Voorbeelden van puntlabeling:
++++

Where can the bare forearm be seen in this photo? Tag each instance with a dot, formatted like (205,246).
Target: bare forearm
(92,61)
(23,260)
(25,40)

++++

## Gegeven taak
Neem alle regels van de items over als genummerde lijst en laat lege regels weg.

## Antwoord opgave
1. Where can the bare forearm be seen in this photo? Tag each instance with a dot, formatted like (205,246).
2. Target: bare forearm
3. (92,61)
4. (23,260)
5. (25,40)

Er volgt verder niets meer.